▶ Problem to work on:
Could you write out, word for word, the material from the line containing "Target: wooden granary" through to its end?

▶ Data in this exercise:
+---+

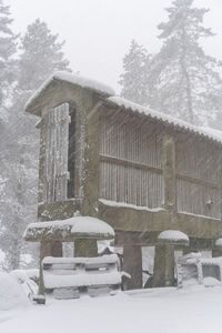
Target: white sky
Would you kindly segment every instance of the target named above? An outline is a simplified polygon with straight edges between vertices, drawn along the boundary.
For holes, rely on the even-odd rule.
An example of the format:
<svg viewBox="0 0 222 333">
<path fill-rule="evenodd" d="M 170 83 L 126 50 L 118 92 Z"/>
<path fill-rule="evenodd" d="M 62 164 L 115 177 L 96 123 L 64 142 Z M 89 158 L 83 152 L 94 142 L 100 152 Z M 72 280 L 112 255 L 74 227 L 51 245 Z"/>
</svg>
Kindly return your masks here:
<svg viewBox="0 0 222 333">
<path fill-rule="evenodd" d="M 159 24 L 171 0 L 3 0 L 11 7 L 16 32 L 37 18 L 65 40 L 65 57 L 73 71 L 100 80 L 119 92 L 122 58 L 134 38 L 149 51 L 160 48 Z M 195 0 L 210 8 L 204 26 L 216 37 L 204 42 L 208 53 L 222 59 L 222 1 Z"/>
</svg>

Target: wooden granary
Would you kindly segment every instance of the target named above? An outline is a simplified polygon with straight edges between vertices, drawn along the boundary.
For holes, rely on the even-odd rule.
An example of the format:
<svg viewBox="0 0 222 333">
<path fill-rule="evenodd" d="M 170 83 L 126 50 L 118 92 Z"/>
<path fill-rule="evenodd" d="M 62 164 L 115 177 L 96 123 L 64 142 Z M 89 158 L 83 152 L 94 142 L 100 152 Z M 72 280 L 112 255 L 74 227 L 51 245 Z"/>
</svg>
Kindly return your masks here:
<svg viewBox="0 0 222 333">
<path fill-rule="evenodd" d="M 41 118 L 39 221 L 79 211 L 109 223 L 115 244 L 123 246 L 129 287 L 142 284 L 141 246 L 155 246 L 153 285 L 172 283 L 173 252 L 182 244 L 160 244 L 162 231 L 185 233 L 185 251 L 215 250 L 222 236 L 219 132 L 69 73 L 52 75 L 26 111 Z M 61 255 L 61 249 L 58 240 L 42 242 L 41 258 Z"/>
</svg>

+---+

▶ Reply to the exercise:
Target: wooden granary
Would you kindly segment every instance of the target named above? An outline is a simplified polygon with straight edges between vertices, drawn along the boundary.
For holes, rely on the even-odd rule.
An example of the format:
<svg viewBox="0 0 222 333">
<path fill-rule="evenodd" d="M 170 83 L 126 50 L 118 92 Z"/>
<path fill-rule="evenodd" d="M 62 164 L 115 177 L 96 123 L 64 142 Z M 89 158 L 83 152 L 94 142 L 100 152 Z M 72 280 L 112 255 L 74 227 L 51 245 Z"/>
</svg>
Kindly return your masks here:
<svg viewBox="0 0 222 333">
<path fill-rule="evenodd" d="M 41 118 L 39 221 L 79 211 L 109 223 L 115 244 L 123 246 L 129 287 L 142 284 L 141 246 L 155 246 L 153 285 L 172 283 L 173 252 L 182 244 L 160 244 L 162 231 L 185 233 L 185 251 L 215 250 L 222 236 L 219 132 L 69 73 L 52 75 L 26 111 Z M 61 255 L 61 249 L 58 240 L 42 242 L 41 258 Z"/>
</svg>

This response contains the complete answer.